++++ INFORMATION SUPPLIED ++++

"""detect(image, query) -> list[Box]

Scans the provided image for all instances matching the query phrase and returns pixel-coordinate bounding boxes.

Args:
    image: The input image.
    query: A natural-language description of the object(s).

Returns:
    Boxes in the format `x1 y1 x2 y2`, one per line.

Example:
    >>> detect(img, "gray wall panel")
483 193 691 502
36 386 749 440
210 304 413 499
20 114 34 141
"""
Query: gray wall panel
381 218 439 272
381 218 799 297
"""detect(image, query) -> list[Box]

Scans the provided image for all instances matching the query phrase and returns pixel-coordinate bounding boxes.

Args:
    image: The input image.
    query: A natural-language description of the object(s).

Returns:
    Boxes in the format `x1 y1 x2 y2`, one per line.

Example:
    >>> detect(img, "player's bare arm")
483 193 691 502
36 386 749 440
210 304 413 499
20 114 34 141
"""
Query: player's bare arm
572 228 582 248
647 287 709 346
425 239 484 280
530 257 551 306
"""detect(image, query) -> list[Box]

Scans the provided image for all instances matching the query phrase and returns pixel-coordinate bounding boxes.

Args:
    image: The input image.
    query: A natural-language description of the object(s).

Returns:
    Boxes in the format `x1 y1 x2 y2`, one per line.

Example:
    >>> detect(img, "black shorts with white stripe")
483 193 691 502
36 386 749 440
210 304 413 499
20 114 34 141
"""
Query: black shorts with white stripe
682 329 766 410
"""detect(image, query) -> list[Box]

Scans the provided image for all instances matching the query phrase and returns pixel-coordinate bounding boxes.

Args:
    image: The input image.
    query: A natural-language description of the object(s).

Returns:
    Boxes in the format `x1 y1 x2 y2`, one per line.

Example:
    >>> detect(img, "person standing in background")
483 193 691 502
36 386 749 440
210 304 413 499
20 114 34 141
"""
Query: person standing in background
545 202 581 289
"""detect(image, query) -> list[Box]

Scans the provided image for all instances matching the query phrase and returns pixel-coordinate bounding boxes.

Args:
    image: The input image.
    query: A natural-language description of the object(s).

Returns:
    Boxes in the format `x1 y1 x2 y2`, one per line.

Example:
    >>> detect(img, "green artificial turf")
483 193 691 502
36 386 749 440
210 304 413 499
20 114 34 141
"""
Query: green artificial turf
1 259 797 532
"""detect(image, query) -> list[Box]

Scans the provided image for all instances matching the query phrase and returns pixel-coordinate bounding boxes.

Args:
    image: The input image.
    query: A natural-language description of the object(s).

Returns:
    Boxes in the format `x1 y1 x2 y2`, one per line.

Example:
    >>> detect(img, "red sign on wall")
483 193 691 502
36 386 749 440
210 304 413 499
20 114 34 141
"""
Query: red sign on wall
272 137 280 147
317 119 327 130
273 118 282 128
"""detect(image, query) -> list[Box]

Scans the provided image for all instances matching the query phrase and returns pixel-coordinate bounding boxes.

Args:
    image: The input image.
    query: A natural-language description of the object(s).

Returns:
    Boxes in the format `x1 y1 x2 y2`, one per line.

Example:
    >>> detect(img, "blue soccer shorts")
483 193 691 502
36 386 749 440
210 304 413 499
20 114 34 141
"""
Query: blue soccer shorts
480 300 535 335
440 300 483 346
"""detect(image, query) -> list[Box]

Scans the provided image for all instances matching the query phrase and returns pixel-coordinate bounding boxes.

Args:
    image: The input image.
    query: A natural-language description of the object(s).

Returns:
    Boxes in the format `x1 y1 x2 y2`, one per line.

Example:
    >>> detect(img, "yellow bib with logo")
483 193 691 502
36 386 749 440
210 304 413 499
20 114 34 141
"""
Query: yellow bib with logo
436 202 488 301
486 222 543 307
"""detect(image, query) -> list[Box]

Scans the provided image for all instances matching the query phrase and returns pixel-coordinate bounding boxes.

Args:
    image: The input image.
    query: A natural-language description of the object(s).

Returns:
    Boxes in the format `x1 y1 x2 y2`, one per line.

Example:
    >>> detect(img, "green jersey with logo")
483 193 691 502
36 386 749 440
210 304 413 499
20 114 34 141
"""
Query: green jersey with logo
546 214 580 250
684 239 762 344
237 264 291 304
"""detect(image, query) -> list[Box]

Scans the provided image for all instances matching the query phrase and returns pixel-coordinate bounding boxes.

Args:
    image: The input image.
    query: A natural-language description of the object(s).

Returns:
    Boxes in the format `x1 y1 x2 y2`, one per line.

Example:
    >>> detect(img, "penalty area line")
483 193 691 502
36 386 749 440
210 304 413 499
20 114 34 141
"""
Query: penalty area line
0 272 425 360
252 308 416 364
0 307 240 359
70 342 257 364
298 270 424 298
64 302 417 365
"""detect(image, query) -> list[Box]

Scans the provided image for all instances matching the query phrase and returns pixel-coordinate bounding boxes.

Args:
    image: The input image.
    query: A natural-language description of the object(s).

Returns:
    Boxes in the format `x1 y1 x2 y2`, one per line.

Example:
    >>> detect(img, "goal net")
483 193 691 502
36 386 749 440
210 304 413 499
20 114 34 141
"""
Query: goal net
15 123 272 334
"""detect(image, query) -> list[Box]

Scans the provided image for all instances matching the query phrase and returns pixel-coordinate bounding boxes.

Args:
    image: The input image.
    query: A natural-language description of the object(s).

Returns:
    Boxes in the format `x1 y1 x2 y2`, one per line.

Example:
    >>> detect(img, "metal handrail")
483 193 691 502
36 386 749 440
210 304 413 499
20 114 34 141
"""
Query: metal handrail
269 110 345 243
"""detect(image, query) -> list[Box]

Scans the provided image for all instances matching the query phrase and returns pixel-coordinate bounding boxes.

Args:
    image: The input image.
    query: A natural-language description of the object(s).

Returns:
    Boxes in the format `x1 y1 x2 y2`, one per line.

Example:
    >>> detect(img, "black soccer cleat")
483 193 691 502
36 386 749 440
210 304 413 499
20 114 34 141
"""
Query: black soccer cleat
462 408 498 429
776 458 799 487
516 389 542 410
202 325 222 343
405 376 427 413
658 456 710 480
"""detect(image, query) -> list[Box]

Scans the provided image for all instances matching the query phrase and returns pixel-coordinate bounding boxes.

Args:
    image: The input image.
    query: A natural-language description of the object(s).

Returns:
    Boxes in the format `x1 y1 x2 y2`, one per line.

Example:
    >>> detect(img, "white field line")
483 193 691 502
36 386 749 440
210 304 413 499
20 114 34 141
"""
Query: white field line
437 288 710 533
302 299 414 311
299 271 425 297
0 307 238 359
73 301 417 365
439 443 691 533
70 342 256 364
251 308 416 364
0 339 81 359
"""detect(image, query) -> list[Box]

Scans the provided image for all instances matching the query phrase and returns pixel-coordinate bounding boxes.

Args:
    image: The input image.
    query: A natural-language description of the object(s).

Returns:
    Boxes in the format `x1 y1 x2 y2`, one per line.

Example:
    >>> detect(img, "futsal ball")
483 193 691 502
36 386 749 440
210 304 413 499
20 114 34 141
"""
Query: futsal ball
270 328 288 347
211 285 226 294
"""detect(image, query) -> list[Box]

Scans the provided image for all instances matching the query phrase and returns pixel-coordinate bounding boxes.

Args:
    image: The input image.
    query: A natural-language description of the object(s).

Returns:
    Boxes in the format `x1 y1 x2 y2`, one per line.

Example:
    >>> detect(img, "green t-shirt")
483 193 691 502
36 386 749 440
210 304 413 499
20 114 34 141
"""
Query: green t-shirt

++++

All of the data should be retyped exactly.

▸ OUTPUT OF THE EXERCISE:
"""detect(image, query) -> list[Box]

Scans the provided image for all instances matching the query phrase and returns pixel-coordinate bounding boxes.

Args:
    image: The input image.
    query: A natural-language description of the object(s).

Returns:
    Boxes in the format `x1 y1 x2 y2`, one per line.

Example:
    >>> detect(img, "gray wall panel")
483 193 691 502
36 386 749 440
210 304 413 499
20 114 34 141
"""
Query: gray wall panel
381 218 439 272
381 218 799 297
"""detect(image, query) -> list[Box]

Scans the provided image for all instances matching the query phrase and returns pixel-coordinate bounding boxes.

Args:
    image: The input image.
    query: A natural-language description of the object(s).

Returns:
    Boxes in the format `x1 y1 x2 y2`, one per line.

Example:
    >>> detect(img, "player's bare arm")
483 193 691 502
36 386 749 440
210 304 413 499
20 114 34 141
"""
Query: player's bare arm
572 228 582 248
647 287 709 346
425 239 484 280
530 257 551 306
"""detect(image, query) -> list[Box]

Scans the provided image for all instances matching the query phrase and returns pixel-coordinate bounding boxes.

Args:
    image: The input image.
    query: A natural-language description of the object(s).

Returns:
    Boxes in the format `x1 y1 x2 y2`, one per line.

Example:
    >>> detect(img, "black shorts with white stripe")
483 193 691 502
36 386 749 440
210 304 413 499
20 114 34 141
"""
Query: black shorts with white stripe
682 329 766 410
"""detect(image, query) -> list[Box]

Scans the provided image for all instances matching the query phrase and returns pixel-coordinate bounding boxes.

Args:
    image: The input image.
    query: A natural-language description of the object(s).

Returns:
    Boxes in the format `x1 y1 x2 y2`, one per line.

Example:
    >>> detect(img, "person standing in background")
483 193 691 502
36 386 749 440
210 304 413 499
20 114 34 141
"""
Query: person standing in background
545 202 581 289
"""detect(image, query) -> list[Box]

Scans the provided image for all instances matching the query phrase and returns pixel-coordinate bounding boxes.

Args:
    image: The input image.
    query: A natural-language description of the object(s).

Returns:
    Boxes in the format `x1 y1 x2 y2`, one per line.

Example:
    >>> detect(img, "green artificial turf")
483 193 691 502
36 386 749 440
210 304 413 499
20 114 34 141
"""
Query: green artificial turf
1 259 797 532
"""detect(image, query) -> list[Box]

Scans the provided image for all instances matching the query phrase and returns pixel-coordinate bounding boxes.

Args:
    image: The input image.
    query: A natural-language description of the object(s).

Returns:
    Boxes in the format `x1 y1 x2 y2`, one per line.

Example:
    >>> detect(img, "red sign on wall")
483 193 691 502
36 386 749 440
210 304 413 499
20 114 34 141
"""
Query: red sign on wall
272 137 280 147
317 119 327 130
273 118 282 128
"""detect(image, query) -> list[Box]

Scans the provided image for all instances matching the query phrase and returns pixel-coordinate bounding boxes.

Args:
    image: The input image.
    query: A natural-language description of the object(s).

Returns:
    Boxes in the format `x1 y1 x2 y2`, one per line.

Example:
    >>> detect(img, "blue soccer shorts")
483 193 691 502
36 386 749 440
210 304 413 499
20 114 34 141
"""
Query: blue soccer shorts
480 300 535 335
440 300 483 346
"""detect(image, query) -> list[Box]

Scans the provided image for all instances matching the query phrase and returns pixel-coordinate bounding boxes.

Args:
    image: The input image.
    query: A natural-language description of the object(s).

Returns:
    Boxes in the format `x1 y1 x2 y2`, one per line.

Example:
    >>> detect(img, "yellow bib with logo")
483 193 691 502
36 386 749 440
210 304 413 499
20 114 34 141
"""
Query: yellow bib with logo
436 202 488 301
486 222 543 307
"""detect(image, query) -> list[Box]

Scans the provided image for all instances matching the query phrase and returns pixel-coordinate bounding boxes.

Args:
    image: The input image.
    query: A natural-language description of the object(s).

Returns:
    Boxes in the format `x1 y1 x2 y2`, one per line.

Example:
    >>> detect(img, "green jersey with logo")
483 193 691 502
36 386 749 440
210 304 413 499
20 114 34 141
"""
Query: green jersey with logo
546 214 580 250
684 239 762 344
237 264 291 304
"""detect(image, query) -> list[Box]

Scans the provided image for all instances matching the query phrase and returns pixel-coordinate bounding boxes.

Args:
    image: The input image.
    query: A natural-language description of the object(s).

Returns:
    Boxes in the format `x1 y1 x2 y2`, one per line.

Example:
    >>> detect(img, "penalty area line")
483 193 691 502
36 386 749 440
210 304 413 499
20 114 34 141
"""
Query: penalty area line
0 272 425 360
252 308 416 364
0 307 240 359
70 342 257 364
298 270 424 298
64 302 417 365
"""detect(image, query) -> list[Box]

Scans the provided image for all instances matching the query phrase and returns pixel-coordinate bounding boxes.

Args:
    image: The input image.
    query: A natural-language description of the object(s).

Returns:
    Boxes in the format `x1 y1 x2 y2`, one per line.

Example:
    >>> detect(img, "goal net")
483 193 691 502
36 386 749 440
210 304 413 499
20 114 34 141
"""
Query: goal net
15 123 272 334
"""detect(image, query) -> list[Box]

Scans the provided image for all instances matching the query phrase and returns pixel-coordinate bounding boxes.

Args:
    image: The input image.
    query: A natural-language description of the object(s).

Returns:
    Boxes in the format `x1 y1 x2 y2`, one per line.

Example:
    >>> detect(img, "metal handrail")
483 193 691 502
36 386 749 440
210 304 413 499
20 114 34 141
"""
Query: metal handrail
269 110 345 243
"""detect(image, query) -> list[Box]

Scans the provided image for all instances matching the query phrase and returns pixel-coordinate bounding boxes.

Args:
    image: The input image.
    query: A natural-language description of the object(s).

Returns:
    Boxes in the format `x1 y1 x2 y2`, one per line.

Example:
    >>> detect(img, "black soccer cleat")
483 193 691 502
36 386 749 440
210 304 413 499
20 114 34 141
"""
Query: black soccer cleat
462 408 498 429
776 458 799 487
516 389 542 410
202 325 222 343
405 376 427 413
658 456 710 480
"""detect(image, query) -> list[Box]

Scans the provided image for all instances matching the query phrase and returns pixel-coordinate bounding boxes.

Args:
    image: The input image.
    query: A natural-language description of the object(s).

Returns:
    Boxes in the format `x1 y1 x2 y2`, one per line.

Example:
    >>> detect(img, "white field line")
483 193 691 502
36 386 749 440
210 304 413 499
20 114 34 141
"""
Query: white field line
437 288 710 533
302 299 414 311
299 271 425 297
0 307 238 359
73 301 417 365
439 443 691 533
70 342 256 364
251 308 416 364
0 339 81 359
"""detect(image, query) -> list[Box]

Scans the provided image for all instances matching the query phrase and returns pixel-coordinate bounding boxes.

Args:
    image: The input image.
    query: A natural-language description of the object(s).

Returns:
    Boxes in the format `x1 y1 x2 y2`, one per line.

Example:
    >>> detect(img, "futsal ball")
483 193 691 502
36 386 749 440
210 304 413 499
20 114 34 141
"""
Query: futsal ball
270 328 288 347
211 285 226 294
"""detect(image, query) -> list[Box]

Scans the provided image for all instances matching the query phrase and returns pixel-coordinate bounding boxes.

Args:
    image: The input image.
    query: A natural-language description of the object(s).

Returns:
    Boxes in the format `x1 y1 x2 y2`, one per line.

Example:
    >>> detect(img, "green t-shirt")
483 193 691 502
36 386 749 440
210 304 413 499
20 114 34 141
"""
Query: green t-shirt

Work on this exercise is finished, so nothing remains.